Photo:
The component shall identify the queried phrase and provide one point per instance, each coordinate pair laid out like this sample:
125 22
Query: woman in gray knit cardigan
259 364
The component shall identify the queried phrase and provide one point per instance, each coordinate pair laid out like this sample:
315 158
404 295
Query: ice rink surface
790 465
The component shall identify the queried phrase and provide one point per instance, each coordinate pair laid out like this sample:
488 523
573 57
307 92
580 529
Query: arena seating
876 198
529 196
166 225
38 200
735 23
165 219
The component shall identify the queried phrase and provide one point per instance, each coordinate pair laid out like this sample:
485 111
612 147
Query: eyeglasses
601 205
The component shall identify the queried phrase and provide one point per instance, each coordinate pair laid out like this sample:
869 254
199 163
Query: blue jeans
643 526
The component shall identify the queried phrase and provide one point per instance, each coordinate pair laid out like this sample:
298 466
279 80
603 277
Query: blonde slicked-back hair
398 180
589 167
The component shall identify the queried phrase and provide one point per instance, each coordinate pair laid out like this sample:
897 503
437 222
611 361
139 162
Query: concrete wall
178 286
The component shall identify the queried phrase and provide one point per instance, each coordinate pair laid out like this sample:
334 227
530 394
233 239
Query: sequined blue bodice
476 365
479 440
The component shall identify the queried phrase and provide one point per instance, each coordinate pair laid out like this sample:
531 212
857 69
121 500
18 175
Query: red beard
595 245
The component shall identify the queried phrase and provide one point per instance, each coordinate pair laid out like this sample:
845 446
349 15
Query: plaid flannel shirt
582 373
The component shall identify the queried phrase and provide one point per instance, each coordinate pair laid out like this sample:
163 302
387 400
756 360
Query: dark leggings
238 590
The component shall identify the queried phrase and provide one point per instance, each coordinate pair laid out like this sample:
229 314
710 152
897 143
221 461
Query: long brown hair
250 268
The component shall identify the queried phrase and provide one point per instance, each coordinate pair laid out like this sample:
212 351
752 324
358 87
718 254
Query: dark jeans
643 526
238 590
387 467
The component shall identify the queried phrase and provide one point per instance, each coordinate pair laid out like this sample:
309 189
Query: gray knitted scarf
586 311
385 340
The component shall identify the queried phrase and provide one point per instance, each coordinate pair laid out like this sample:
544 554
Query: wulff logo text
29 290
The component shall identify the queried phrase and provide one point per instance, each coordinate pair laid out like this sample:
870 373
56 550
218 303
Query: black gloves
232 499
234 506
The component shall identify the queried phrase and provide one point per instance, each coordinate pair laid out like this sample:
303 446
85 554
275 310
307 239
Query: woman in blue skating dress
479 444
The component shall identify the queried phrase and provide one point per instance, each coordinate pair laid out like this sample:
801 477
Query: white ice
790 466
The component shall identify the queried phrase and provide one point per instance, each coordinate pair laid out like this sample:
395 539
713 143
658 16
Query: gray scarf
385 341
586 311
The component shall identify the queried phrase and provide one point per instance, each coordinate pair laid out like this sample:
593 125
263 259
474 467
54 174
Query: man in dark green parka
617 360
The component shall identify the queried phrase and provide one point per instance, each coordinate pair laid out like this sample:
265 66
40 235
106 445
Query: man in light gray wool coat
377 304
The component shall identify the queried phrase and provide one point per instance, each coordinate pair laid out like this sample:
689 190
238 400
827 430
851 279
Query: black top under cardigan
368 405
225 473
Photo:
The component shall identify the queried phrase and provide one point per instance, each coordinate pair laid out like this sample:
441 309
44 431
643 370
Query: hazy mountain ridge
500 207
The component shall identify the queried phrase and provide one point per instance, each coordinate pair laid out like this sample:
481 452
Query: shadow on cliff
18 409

::::

__What is needed__:
Every entry above should be retyped exactly as shown.

__The completed task__:
Photo:
The component shall identify the queried phrase and provide one point per instance, each coordinate pair laid out like this sample:
125 22
Query: woman in gray knit cardigan
259 364
The component shall identify the queried phrase and provide one point per instance, each coordinate pair laid out like this sample:
315 158
404 295
Query: ice rink surface
790 465
The component shall identify the queried phrase and provide one point per instance, each coordinate pair laid out like this sample:
488 523
573 57
307 92
580 529
Query: arena seating
876 198
529 196
166 225
38 200
735 23
165 219
The component shall identify the queried phrase and provide one point per instance, each coordinate pair laid out like this sample:
485 111
612 147
Query: eyeglasses
601 205
The component shall identify the queried phrase and provide one point per instance, each coordinate pair laid out like this sample:
869 254
199 163
Query: blue jeans
643 526
The component shall identify the queried phrase and provide one point per instance, each coordinate pair laid out like this sample:
298 466
279 80
603 277
Query: blonde slicked-back hair
398 180
589 167
The component shall identify the queried phrase and provide one point per instance, each coordinate pair laid out like this sample:
897 503
437 222
611 361
139 162
Query: concrete wall
178 286
The component shall identify the queried phrase and provide one point per instance, each coordinate pair laid out like this sample:
334 227
530 394
233 239
Query: sequined blue bodice
476 365
479 440
The component shall identify the queried phrase and provide one point per instance, each coordinate pair laid out like this sample:
531 212
857 69
121 500
18 175
Query: red beard
595 245
The component shall identify the queried phrase and provide one point per instance, each coordinate pair laid out like this sample:
845 446
349 15
Query: plaid flannel shirt
582 373
The component shall identify the queried phrase and provide one point per instance, each coordinate pair laid out like this sample:
163 302
387 400
756 360
Query: dark leggings
238 590
The component shall identify the queried phrase and provide one point per instance, each coordinate pair laid out like this sample:
229 314
710 152
897 143
221 461
Query: long brown hair
250 268
The component shall identify the queried phrase and provide one point per instance, each coordinate pair laid out like this sample:
212 351
752 324
358 87
718 254
Query: dark jeans
643 526
238 590
387 467
The component shall identify the queried phrase and provide one point per instance, each coordinate pair laid out like this sample:
309 189
Query: gray knitted scarf
586 311
385 340
The component shall identify the queried phrase and provide one point per instance, each coordinate pair laid out like this sample:
544 554
Query: wulff logo text
29 290
The component shall identify the queried phrase and provide one point per instance, each coordinate pair laid out like this sample:
870 373
56 550
218 303
Query: black gloves
232 499
234 506
The component shall identify the queried phrase and provide one point per instance, each coordinate pair laid out like this sample:
303 446
85 554
275 310
307 239
Query: woman in blue skating dress
479 444
The component shall identify the queried phrase and provide one point per instance, each coordinate pair laid out like this sample:
801 477
Query: white ice
790 466
The component shall identify the queried phrase and provide one point per instance, each coordinate pair laid out like this sample:
395 539
713 143
658 16
Query: gray scarf
385 341
586 311
The component shall identify the queried phrase and provide one point per instance, each coordinate pair laid out like this sample:
593 125
263 259
474 467
54 174
Query: man in dark green parka
617 360
The component shall identify the queried phrase and provide one point per instance, each coordinate pair laid out like this sample:
265 66
40 235
106 445
Query: man in light gray wool coat
377 304
The component shall identify the queried phrase and provide one point per instance, each coordinate pair laid out like this sample:
689 190
238 400
827 430
851 279
Query: black top under cardigan
368 405
225 473
Photo:
The component shall identify the queried phrase and provide one point per instance, each coordinate pair laid out like this sample:
441 309
44 431
643 370
Query: hazy mountain ridge
500 207
The component shall identify the queried phrase and provide one point per instance, each coordinate pair laid out like this sample:
481 452
Query: shadow on cliff
18 409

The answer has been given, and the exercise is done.